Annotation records
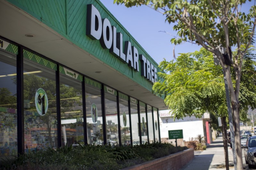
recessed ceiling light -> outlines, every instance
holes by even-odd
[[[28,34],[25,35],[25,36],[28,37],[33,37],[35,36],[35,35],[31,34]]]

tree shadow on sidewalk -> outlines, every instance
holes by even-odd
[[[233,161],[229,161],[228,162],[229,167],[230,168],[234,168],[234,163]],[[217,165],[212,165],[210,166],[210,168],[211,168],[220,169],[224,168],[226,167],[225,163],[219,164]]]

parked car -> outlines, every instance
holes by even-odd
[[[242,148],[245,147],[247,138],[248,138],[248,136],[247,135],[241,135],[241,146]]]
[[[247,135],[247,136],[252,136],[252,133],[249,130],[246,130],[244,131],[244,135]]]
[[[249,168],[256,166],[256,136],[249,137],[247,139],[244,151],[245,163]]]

---

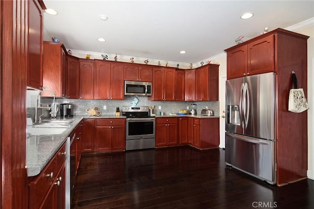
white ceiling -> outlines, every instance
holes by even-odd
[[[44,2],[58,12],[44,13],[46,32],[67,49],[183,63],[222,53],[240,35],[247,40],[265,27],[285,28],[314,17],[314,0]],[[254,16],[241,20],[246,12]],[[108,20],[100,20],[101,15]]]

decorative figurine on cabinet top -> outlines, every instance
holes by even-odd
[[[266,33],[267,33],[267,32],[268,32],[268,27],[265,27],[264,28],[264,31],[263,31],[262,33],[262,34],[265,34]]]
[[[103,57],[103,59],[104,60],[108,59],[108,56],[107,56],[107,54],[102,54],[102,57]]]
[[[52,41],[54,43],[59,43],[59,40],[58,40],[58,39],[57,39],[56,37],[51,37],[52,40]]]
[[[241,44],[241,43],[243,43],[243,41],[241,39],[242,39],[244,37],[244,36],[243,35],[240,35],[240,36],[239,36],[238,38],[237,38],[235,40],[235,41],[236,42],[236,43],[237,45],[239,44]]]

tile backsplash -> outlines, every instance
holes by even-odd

--

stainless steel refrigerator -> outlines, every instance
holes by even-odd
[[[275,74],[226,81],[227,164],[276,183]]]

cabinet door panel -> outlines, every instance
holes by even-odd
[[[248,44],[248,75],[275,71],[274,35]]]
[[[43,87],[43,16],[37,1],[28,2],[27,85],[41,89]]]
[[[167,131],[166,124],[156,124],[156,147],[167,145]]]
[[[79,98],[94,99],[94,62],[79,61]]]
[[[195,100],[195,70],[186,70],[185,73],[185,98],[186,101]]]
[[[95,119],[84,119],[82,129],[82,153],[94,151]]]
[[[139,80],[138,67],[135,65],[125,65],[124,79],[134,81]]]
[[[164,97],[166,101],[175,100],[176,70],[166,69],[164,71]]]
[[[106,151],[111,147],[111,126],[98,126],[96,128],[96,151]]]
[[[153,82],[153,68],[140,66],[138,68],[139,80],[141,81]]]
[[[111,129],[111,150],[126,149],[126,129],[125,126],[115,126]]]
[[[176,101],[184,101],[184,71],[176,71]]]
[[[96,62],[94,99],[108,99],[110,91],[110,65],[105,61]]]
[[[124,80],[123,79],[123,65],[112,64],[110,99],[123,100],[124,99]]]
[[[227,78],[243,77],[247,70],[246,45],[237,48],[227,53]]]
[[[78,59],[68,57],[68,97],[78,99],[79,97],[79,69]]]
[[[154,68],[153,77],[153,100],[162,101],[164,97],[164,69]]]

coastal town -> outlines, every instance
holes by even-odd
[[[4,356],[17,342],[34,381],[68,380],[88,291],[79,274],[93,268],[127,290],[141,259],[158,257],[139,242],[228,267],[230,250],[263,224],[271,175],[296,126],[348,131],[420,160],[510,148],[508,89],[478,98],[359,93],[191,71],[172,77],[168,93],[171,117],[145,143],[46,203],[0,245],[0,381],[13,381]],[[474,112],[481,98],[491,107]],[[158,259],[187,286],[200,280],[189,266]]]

Task prompt =>
Please rewrite the listing as a Markdown table with the columns "Row" and "Text", starting at the line that contains "stainless steel refrigerator" and ending at the line that contains "[[[275,74],[226,81],[227,164],[276,183]]]". Number each line and leave out blank lines.

Written response =>
| Row | Text |
|---|---|
| 1 | stainless steel refrigerator -> outlines, every instance |
| 2 | holes by even-odd |
| 3 | [[[275,74],[226,81],[227,164],[276,183]]] |